> Work to complete
Go through the listing below and copy out every line that contains the word "granite".

> Provided material
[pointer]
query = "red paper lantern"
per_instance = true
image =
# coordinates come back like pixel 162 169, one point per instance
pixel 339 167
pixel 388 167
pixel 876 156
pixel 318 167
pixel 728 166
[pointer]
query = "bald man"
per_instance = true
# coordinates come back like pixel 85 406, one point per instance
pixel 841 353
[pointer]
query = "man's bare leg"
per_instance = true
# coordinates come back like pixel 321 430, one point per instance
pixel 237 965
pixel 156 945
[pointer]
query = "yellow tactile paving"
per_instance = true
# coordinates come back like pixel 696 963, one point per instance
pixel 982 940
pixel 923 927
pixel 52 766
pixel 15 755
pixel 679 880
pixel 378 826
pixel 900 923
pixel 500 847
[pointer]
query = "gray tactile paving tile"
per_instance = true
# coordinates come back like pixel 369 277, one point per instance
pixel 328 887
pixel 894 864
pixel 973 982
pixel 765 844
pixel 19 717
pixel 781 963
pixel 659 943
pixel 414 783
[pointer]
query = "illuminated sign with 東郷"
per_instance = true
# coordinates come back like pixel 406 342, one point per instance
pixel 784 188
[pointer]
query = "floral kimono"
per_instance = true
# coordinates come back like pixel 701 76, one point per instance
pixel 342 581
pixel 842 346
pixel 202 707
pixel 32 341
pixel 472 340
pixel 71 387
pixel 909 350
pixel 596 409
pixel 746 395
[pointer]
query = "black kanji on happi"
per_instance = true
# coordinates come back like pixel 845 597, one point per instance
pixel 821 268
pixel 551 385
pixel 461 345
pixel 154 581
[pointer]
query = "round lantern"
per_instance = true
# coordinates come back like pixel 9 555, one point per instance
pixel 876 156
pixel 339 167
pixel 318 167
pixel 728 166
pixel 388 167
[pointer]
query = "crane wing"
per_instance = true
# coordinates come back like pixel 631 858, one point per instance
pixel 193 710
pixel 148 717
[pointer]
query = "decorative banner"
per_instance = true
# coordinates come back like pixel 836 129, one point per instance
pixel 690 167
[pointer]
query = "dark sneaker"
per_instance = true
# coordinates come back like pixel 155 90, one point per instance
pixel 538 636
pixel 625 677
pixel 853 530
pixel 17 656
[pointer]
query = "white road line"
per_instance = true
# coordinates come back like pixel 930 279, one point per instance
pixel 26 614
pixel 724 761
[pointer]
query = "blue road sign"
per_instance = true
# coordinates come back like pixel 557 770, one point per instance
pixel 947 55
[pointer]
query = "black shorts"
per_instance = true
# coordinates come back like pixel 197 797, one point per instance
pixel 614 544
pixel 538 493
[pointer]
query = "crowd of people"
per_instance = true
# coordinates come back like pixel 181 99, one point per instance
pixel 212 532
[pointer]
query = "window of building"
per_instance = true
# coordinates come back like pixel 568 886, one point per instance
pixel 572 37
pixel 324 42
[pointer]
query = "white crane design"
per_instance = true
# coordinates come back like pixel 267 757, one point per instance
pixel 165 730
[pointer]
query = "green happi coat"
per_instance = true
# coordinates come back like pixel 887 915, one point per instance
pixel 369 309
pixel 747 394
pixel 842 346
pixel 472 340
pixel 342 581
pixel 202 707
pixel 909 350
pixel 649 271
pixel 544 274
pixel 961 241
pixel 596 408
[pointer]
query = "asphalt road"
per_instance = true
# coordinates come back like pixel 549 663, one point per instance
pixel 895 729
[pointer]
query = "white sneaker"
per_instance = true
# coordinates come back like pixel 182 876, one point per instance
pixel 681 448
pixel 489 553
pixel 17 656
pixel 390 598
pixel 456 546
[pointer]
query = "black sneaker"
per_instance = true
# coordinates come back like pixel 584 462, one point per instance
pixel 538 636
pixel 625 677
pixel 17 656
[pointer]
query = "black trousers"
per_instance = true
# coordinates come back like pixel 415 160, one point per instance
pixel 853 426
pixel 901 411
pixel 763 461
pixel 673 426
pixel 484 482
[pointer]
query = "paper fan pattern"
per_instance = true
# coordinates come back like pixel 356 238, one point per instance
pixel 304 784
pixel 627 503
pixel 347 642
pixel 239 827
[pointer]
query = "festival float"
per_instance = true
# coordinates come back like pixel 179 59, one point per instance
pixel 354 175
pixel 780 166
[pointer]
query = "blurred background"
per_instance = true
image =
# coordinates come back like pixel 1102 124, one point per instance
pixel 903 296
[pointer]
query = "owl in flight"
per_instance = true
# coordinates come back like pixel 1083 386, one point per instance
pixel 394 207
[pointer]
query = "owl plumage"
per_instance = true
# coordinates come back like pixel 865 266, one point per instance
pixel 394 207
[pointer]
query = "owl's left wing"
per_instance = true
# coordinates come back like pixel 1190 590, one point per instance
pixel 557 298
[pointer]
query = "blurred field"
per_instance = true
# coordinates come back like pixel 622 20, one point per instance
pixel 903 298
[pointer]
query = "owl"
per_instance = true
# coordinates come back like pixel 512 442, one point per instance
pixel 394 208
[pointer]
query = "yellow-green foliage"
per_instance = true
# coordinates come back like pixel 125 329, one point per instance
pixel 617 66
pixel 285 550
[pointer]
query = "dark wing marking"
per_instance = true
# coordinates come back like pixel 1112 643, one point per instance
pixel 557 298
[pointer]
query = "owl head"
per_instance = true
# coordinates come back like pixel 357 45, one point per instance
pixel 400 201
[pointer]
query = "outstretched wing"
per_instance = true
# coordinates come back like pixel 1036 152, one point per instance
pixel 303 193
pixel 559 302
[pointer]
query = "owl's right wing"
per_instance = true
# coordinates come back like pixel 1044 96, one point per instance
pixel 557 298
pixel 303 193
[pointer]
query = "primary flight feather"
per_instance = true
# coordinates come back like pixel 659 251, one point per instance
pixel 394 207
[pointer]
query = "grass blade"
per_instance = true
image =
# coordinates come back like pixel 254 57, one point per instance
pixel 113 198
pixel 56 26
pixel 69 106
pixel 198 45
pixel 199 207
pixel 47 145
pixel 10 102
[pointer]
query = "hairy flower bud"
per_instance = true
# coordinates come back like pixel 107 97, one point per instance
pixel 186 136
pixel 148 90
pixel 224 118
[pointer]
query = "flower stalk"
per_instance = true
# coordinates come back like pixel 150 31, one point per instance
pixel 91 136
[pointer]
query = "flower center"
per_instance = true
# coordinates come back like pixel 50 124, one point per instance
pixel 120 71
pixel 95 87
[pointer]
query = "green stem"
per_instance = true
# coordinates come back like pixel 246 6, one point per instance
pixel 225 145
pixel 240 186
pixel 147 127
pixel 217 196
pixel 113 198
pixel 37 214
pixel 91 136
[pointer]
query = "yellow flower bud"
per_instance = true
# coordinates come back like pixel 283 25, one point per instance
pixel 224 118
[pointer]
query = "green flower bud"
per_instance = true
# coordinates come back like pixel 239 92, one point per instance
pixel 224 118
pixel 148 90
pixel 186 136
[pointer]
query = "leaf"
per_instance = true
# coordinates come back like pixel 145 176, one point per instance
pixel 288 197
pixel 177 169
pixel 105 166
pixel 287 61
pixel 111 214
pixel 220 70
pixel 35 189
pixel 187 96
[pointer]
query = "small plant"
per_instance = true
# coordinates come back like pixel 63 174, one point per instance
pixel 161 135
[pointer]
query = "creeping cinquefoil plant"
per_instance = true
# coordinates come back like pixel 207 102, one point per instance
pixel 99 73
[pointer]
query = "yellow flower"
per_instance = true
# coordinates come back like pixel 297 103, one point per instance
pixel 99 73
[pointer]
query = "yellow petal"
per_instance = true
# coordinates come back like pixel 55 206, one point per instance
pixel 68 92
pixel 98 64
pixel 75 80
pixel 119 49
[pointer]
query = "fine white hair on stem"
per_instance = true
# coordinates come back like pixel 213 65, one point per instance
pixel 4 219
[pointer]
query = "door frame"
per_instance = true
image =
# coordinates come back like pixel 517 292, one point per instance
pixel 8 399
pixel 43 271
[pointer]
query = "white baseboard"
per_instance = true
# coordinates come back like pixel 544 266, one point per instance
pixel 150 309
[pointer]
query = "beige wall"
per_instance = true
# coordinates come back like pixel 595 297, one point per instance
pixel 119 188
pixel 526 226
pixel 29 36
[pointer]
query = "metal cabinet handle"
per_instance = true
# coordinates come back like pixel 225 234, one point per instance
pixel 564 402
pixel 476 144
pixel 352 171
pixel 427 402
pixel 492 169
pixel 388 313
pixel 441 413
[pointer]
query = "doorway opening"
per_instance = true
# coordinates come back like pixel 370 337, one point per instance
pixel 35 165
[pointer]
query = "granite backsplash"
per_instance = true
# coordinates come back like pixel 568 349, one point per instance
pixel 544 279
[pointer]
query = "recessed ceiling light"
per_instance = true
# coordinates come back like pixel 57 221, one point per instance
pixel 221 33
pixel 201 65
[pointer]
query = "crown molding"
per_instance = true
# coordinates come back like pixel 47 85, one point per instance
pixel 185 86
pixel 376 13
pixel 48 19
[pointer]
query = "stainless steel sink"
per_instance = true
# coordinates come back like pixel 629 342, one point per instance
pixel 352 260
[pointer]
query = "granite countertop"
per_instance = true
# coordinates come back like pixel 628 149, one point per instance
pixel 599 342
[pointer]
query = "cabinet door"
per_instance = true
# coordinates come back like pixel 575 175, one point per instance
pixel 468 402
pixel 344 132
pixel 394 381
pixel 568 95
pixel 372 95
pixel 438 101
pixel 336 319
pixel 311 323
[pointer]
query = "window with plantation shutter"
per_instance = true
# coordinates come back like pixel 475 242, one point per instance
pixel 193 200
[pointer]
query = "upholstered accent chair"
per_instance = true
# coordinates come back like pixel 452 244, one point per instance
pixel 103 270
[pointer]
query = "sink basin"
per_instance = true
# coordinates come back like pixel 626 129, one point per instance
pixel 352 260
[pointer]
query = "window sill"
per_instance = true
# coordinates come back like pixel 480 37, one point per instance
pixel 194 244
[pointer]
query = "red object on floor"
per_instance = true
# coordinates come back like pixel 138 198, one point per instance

> Correct output
query = "granite backsplash"
query = "granite countertop"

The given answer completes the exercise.